**Exercise brief:** Convert the rows starting with the line containing "the golden beer" and going on through the line containing "904,0,978,233" into a two-column CSV with the columns text and answer, one CSV row for each row. Put each value in a single quoted field and replace any line breaks with spaces.

**Input for this task:**
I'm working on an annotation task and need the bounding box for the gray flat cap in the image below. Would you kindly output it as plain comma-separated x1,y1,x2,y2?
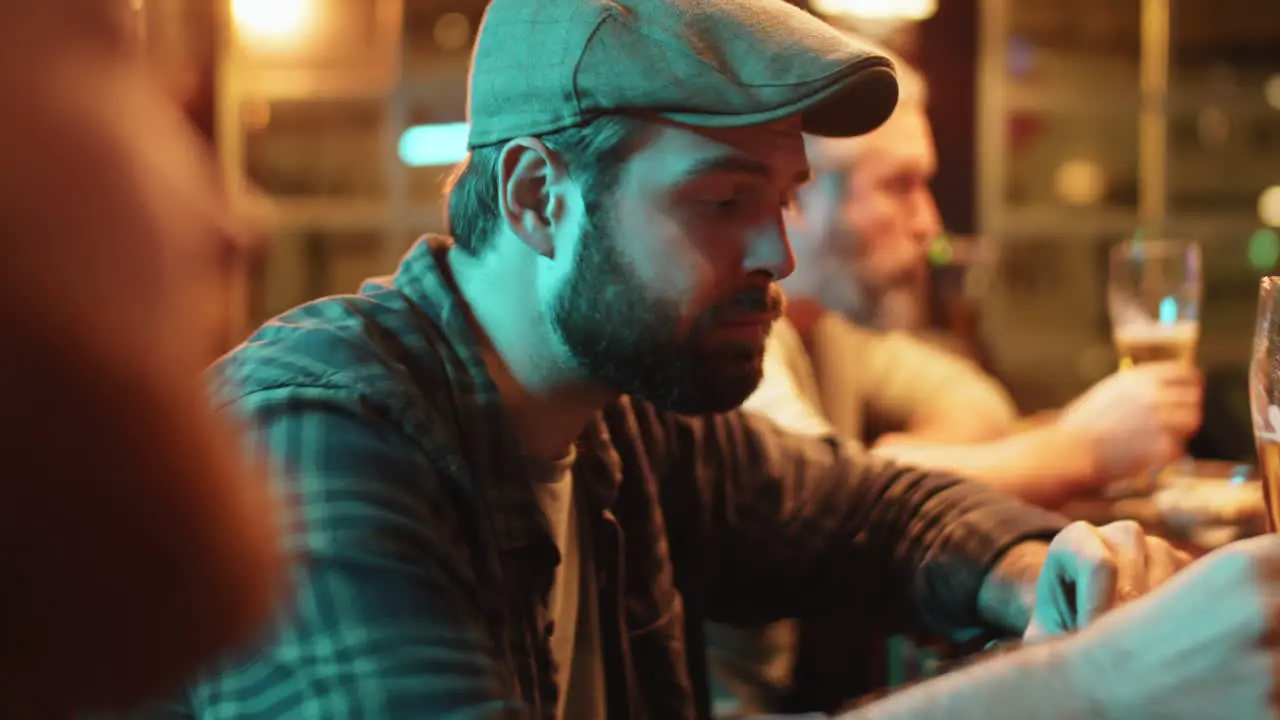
467,0,897,147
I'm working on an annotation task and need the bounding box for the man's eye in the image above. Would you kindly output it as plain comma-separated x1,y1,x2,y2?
708,195,742,213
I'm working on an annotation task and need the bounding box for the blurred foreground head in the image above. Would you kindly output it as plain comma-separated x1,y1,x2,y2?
0,0,252,364
0,0,283,717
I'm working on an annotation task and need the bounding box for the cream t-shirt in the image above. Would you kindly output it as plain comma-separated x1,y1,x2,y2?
532,448,607,720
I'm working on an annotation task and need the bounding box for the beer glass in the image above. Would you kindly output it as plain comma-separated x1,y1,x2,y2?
1107,240,1202,369
1249,275,1280,532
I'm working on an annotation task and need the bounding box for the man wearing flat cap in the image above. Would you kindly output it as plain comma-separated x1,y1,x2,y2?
160,0,1276,720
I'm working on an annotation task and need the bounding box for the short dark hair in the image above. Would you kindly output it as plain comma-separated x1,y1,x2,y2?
445,115,648,255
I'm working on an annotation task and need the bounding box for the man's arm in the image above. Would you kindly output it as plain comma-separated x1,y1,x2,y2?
838,641,1105,720
872,424,1098,507
839,318,1018,443
668,413,1065,635
188,388,529,720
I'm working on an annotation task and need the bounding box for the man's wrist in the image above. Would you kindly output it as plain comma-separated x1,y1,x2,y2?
1044,416,1106,480
978,541,1048,634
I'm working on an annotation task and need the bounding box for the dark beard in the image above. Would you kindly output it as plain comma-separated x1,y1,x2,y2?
552,213,782,415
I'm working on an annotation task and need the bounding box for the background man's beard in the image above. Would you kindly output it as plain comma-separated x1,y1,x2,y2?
552,214,781,414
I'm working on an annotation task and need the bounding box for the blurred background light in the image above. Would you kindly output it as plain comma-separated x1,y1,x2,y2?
399,123,468,168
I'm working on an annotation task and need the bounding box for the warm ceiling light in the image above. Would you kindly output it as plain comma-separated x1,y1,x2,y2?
809,0,938,20
232,0,315,42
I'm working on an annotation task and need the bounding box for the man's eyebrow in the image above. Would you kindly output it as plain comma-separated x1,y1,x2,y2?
684,155,812,184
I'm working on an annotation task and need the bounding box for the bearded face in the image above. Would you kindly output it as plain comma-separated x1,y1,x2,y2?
552,203,783,414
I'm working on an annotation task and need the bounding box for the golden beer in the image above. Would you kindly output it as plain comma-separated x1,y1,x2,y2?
1257,434,1280,533
1114,320,1199,368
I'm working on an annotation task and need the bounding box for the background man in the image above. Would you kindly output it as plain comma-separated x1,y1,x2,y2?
157,0,1280,720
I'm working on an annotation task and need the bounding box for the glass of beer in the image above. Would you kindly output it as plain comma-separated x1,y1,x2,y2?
1107,240,1203,369
1249,277,1280,532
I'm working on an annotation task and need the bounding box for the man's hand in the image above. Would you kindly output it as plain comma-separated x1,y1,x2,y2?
1025,520,1190,639
1066,536,1280,720
1056,363,1204,482
978,520,1190,630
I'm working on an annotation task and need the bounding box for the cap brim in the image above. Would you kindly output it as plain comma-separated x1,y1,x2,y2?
658,58,897,137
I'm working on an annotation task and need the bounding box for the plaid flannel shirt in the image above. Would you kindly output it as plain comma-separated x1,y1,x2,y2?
149,238,1062,720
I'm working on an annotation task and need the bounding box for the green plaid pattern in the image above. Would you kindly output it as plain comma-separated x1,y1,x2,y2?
147,238,1061,720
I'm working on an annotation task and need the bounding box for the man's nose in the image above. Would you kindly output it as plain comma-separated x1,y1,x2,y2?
744,213,796,281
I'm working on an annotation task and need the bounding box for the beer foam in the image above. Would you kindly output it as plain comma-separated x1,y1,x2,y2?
1114,320,1199,342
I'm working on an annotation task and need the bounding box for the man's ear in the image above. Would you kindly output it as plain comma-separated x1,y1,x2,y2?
498,137,571,258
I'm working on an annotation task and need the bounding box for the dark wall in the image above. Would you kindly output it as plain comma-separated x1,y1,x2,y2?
904,0,978,233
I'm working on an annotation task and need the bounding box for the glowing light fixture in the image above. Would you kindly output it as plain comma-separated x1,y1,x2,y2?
1053,160,1107,206
1258,184,1280,228
1262,73,1280,110
232,0,315,44
809,0,938,20
399,123,468,168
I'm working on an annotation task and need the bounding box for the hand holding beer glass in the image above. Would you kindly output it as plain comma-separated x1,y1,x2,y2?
1249,275,1280,532
1107,240,1203,369
1107,240,1203,493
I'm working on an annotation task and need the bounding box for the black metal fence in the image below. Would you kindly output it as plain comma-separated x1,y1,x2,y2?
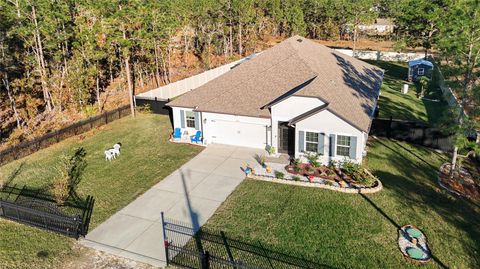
162,214,329,269
0,183,95,239
0,105,130,165
370,118,452,151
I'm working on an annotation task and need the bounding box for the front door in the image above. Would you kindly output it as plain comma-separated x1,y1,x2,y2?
278,122,295,156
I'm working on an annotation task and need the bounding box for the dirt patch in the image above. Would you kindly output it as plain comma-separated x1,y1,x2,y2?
57,243,158,269
439,163,480,201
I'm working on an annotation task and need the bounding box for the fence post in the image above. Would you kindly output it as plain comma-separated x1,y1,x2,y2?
387,116,393,139
160,211,169,266
200,251,210,269
220,231,237,268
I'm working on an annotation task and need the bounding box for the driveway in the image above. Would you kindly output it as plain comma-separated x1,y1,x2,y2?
81,145,264,266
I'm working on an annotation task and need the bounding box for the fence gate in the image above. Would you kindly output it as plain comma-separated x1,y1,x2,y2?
162,212,328,269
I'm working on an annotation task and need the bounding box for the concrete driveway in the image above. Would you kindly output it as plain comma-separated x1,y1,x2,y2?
81,145,264,266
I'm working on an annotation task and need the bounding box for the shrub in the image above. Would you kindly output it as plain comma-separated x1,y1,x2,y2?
306,153,320,168
52,148,87,204
341,159,363,177
137,104,153,114
324,180,333,186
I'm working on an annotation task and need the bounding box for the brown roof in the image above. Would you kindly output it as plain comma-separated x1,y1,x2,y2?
167,36,383,131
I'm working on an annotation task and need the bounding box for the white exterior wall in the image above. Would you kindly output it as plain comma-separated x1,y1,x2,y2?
172,107,201,135
172,107,271,149
202,112,270,149
271,96,324,149
295,110,368,164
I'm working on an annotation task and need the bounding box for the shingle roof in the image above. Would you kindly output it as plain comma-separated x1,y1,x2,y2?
167,36,383,131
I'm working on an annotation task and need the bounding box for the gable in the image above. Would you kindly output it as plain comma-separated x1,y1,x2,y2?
270,96,325,121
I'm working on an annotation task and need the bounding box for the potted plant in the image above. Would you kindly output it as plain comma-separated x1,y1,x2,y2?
260,155,267,168
307,165,315,183
268,146,277,156
265,164,272,173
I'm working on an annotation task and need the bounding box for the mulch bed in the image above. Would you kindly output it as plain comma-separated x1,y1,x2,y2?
439,163,480,201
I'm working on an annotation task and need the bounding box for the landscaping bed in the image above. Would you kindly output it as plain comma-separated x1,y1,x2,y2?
205,139,480,269
245,155,382,193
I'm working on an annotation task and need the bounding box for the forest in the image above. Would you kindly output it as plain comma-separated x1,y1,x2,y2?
0,0,480,148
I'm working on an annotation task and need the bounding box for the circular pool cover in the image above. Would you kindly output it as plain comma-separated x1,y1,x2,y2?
407,247,425,260
406,227,422,238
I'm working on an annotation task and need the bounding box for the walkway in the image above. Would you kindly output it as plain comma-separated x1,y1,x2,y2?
81,145,264,266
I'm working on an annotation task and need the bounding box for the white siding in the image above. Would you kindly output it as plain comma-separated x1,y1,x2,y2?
202,112,270,149
295,110,366,164
271,96,324,149
172,104,196,135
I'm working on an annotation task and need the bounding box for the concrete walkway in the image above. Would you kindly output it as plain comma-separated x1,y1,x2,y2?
81,145,264,267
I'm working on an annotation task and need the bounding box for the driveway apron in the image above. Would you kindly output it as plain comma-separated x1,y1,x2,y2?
81,144,264,267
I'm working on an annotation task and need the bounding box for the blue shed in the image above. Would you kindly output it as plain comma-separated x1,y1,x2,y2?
408,59,433,81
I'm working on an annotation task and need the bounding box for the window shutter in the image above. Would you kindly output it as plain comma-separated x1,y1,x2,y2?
330,134,337,157
298,131,305,152
350,136,357,159
180,110,185,128
195,112,200,130
317,133,325,155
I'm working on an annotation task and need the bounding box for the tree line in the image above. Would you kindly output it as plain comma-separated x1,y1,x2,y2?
0,0,479,151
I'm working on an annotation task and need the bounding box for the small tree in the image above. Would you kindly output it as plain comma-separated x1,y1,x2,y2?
52,148,87,204
438,0,480,173
417,76,430,98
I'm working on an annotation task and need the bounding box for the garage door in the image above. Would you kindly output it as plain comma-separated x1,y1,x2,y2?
211,120,267,149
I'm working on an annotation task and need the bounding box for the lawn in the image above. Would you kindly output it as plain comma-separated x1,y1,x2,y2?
0,114,201,268
368,61,447,124
206,139,480,268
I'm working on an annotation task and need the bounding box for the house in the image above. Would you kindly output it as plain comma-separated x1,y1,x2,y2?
358,18,395,35
167,36,383,164
408,59,433,81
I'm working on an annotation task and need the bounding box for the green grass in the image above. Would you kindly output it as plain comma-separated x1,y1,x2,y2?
0,114,201,268
368,61,446,124
206,140,480,268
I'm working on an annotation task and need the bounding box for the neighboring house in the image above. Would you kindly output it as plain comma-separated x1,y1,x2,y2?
358,18,395,35
408,59,433,81
167,36,383,164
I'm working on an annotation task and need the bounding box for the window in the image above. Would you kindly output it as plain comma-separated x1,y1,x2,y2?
185,111,195,128
305,132,318,152
337,135,350,156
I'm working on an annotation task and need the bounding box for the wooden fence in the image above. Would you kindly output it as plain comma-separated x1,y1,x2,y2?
0,105,130,165
0,183,95,239
370,118,452,151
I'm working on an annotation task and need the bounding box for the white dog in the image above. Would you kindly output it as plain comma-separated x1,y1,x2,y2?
113,142,122,155
104,150,114,161
108,148,120,159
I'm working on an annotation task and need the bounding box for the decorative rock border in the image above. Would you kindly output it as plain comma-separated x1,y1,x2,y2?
247,174,383,193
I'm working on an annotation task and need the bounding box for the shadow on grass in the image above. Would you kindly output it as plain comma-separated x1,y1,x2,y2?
360,193,448,268
164,219,335,269
362,140,480,268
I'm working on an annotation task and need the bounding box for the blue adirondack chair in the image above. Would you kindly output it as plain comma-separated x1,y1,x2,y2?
190,131,202,143
173,128,182,140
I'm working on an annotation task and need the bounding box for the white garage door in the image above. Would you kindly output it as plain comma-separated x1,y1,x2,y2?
211,120,267,149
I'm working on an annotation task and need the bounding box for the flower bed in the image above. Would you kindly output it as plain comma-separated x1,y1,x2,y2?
438,163,480,200
245,160,382,193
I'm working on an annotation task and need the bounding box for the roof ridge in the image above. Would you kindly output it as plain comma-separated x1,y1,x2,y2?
197,43,316,110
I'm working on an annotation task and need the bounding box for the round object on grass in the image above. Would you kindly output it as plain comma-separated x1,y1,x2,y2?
407,247,425,260
405,227,422,238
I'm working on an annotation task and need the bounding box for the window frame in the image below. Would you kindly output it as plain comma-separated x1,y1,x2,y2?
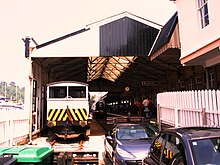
197,0,210,29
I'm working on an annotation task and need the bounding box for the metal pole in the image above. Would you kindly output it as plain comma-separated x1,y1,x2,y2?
29,57,33,143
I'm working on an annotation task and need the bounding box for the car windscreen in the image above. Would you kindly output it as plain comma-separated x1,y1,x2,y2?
191,137,220,165
116,125,149,140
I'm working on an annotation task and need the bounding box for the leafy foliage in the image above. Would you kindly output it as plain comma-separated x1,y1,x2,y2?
0,81,25,102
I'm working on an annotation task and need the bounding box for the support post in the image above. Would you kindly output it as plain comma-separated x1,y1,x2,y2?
157,104,162,131
202,108,207,125
174,108,179,128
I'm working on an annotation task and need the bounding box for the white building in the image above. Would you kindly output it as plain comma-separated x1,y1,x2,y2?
170,0,220,67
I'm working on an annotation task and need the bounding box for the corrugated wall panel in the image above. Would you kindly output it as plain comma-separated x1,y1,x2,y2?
100,17,159,56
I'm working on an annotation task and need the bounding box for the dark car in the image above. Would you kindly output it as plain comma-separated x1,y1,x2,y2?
142,127,220,165
104,118,158,165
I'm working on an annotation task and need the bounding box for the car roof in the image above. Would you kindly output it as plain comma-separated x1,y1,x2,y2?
162,126,220,140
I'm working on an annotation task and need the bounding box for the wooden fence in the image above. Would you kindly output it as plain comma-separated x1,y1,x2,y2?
0,108,29,146
157,90,220,130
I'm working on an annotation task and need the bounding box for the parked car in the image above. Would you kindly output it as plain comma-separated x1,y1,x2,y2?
104,118,158,165
142,127,220,165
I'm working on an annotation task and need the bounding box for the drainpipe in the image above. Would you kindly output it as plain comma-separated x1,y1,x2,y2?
205,68,209,89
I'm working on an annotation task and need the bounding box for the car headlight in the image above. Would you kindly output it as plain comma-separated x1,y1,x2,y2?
116,147,135,158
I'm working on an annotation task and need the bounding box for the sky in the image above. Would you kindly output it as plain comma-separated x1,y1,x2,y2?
0,0,176,86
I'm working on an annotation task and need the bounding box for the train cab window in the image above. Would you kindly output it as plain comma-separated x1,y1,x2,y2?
68,86,86,98
49,86,67,98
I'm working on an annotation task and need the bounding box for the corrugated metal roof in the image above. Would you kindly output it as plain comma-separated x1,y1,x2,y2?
150,12,178,55
87,56,136,82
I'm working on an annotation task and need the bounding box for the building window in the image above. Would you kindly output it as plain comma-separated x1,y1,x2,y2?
198,0,209,28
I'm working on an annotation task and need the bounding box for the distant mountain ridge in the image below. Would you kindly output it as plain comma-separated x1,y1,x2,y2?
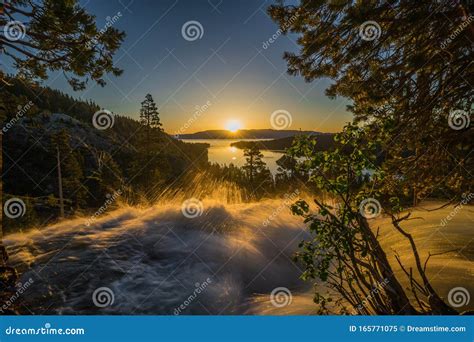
176,129,325,139
230,133,335,152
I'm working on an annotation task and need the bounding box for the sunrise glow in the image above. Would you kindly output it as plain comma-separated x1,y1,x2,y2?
225,120,242,133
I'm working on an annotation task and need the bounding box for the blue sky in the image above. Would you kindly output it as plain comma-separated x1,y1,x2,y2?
46,0,351,133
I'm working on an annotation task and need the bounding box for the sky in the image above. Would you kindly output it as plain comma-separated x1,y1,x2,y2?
47,0,352,133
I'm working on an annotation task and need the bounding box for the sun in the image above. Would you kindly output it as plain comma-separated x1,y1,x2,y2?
225,119,242,133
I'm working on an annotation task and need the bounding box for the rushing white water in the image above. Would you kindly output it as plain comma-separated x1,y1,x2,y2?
5,199,314,314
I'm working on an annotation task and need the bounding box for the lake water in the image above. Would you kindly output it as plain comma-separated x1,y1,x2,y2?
182,139,283,174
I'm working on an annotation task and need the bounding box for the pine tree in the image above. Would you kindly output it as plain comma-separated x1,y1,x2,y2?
140,94,162,131
50,130,87,208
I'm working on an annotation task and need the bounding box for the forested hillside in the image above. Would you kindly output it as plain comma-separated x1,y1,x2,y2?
0,78,207,233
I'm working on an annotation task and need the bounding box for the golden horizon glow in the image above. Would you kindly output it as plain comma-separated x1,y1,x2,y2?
225,119,242,133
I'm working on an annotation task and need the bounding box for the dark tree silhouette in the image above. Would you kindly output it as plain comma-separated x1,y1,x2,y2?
0,0,125,89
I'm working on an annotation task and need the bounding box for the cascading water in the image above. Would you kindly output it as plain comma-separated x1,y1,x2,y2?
5,178,314,314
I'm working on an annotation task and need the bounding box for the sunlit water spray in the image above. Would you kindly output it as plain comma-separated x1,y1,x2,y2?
5,176,314,315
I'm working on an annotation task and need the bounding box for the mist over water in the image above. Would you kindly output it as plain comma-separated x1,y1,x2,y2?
5,178,314,315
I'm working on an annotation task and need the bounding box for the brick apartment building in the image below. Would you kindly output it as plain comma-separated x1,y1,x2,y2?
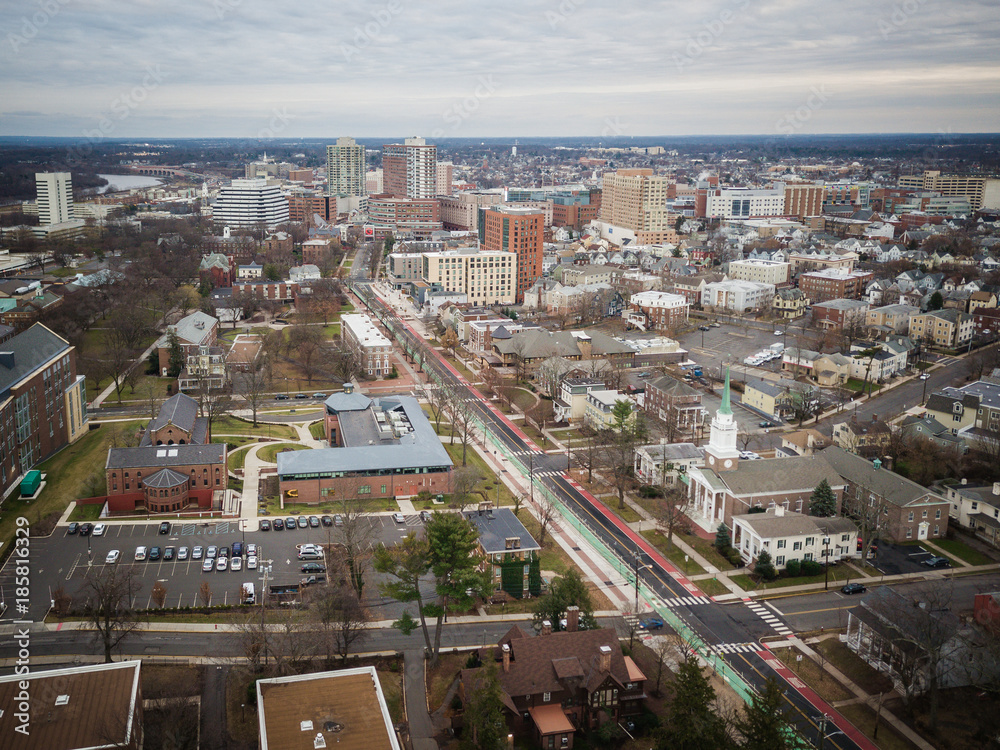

**Result:**
text,answer
"I'm working on an annotation task and need the bounding box for the golden beer in the image above. Would you kindly output it as plain comma-separated x1,y1,x2,y2?","1257,434,1280,533 1114,320,1199,368"
"I'm working on an annotation task and need the bounding box for the background man in the image above. Would you kindly output it as plain comma-separated x1,y1,x2,y2?","157,0,1280,720"
"I'm working on an annotation task and need the bounding box for the glass of beer in the image above. Would you kindly output it as plain comma-separated x1,y1,x2,y2?","1107,240,1203,369 1249,277,1280,532"
"I'm working on an annotation task and need the bounding box for the man's hand in the image above. Would you kindly output it as plain comma-separated x1,y1,x2,y2?","1025,520,1190,639 1066,536,1280,720 1056,363,1204,482 978,520,1190,630"
"I'm working on an annotation task and need the bounding box for the cap brim in the image above. Would you kindly output it as plain comma-separated x1,y1,x2,y2?","658,58,897,137"
"I'm working on an annotation task and need the bounding box for the plaid flannel shirt in the image above. Would you kindly output it as plain comma-separated x1,y1,x2,y2?","149,238,1062,720"
"I'm working on an annotation task and need the bounding box for the green plaid pattern in the image above. Would you kindly output it as plain comma-separated x1,y1,x2,y2?","147,238,1061,720"
"I'm working on an annotation task and need the bounding box for the man's nose in the image above. Would you kindly output it as plain comma-separated x1,y1,x2,y2?","744,213,796,281"
"I'm working on an annotation task and need the bounding box for the beer foam in the image above. Would you kindly output it as plain comma-separated x1,y1,x2,y2?","1114,320,1199,342"
"I'm working on an annotation task and need the bounding box for the man's ear in the image above. Would you kindly output it as plain comma-separated x1,y1,x2,y2?","498,137,571,258"
"I'm working on an annotation task and need the bounding box for the dark wall in the image above. Would you kindly output it as plain comma-separated x1,y1,x2,y2?","904,0,978,233"